▶ **REQUIREMENT**: If a line in the data holds the string "negative", list it.

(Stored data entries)
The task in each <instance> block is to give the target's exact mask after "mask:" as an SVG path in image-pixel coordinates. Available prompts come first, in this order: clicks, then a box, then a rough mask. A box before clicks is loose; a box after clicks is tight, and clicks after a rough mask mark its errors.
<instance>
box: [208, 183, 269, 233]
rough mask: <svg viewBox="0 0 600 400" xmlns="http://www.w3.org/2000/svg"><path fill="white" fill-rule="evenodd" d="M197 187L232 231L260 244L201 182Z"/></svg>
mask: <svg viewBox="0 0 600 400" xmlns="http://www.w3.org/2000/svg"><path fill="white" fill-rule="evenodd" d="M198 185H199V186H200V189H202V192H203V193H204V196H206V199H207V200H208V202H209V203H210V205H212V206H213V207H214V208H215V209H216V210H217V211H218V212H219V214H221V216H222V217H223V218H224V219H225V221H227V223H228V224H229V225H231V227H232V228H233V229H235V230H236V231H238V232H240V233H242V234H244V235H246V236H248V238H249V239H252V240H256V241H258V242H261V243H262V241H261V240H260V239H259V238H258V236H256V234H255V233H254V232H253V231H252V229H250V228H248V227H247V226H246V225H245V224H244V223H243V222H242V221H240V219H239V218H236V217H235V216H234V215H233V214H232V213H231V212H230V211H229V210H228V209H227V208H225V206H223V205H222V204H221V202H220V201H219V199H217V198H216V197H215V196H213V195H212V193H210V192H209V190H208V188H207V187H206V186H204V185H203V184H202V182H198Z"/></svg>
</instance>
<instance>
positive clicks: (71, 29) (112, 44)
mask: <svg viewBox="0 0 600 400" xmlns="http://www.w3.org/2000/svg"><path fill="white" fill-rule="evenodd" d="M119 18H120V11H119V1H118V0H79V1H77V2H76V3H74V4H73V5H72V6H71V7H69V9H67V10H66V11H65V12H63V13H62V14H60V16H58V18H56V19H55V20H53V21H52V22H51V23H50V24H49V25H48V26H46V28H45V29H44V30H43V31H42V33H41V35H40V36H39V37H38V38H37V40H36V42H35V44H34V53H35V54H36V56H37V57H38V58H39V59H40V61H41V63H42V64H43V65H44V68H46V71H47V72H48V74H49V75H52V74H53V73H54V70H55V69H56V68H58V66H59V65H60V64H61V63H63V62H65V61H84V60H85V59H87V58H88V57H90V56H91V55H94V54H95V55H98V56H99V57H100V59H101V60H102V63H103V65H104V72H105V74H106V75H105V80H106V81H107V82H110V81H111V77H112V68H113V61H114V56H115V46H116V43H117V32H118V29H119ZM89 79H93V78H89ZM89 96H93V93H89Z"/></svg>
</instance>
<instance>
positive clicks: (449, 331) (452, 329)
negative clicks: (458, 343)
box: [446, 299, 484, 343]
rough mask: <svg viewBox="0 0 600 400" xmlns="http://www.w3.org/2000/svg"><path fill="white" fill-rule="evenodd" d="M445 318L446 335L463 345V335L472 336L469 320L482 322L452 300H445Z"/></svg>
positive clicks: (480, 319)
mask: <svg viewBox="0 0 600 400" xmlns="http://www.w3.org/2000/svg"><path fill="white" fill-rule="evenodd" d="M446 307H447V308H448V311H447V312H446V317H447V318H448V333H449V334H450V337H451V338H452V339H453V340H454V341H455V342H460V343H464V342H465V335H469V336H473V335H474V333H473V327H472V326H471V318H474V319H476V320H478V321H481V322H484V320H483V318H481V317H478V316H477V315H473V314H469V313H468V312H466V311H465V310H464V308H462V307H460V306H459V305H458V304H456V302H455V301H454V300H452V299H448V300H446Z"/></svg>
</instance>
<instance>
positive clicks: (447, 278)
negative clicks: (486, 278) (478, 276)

▶ **ANSWER**:
negative clicks: (458, 343)
negative clicks: (486, 278) (478, 276)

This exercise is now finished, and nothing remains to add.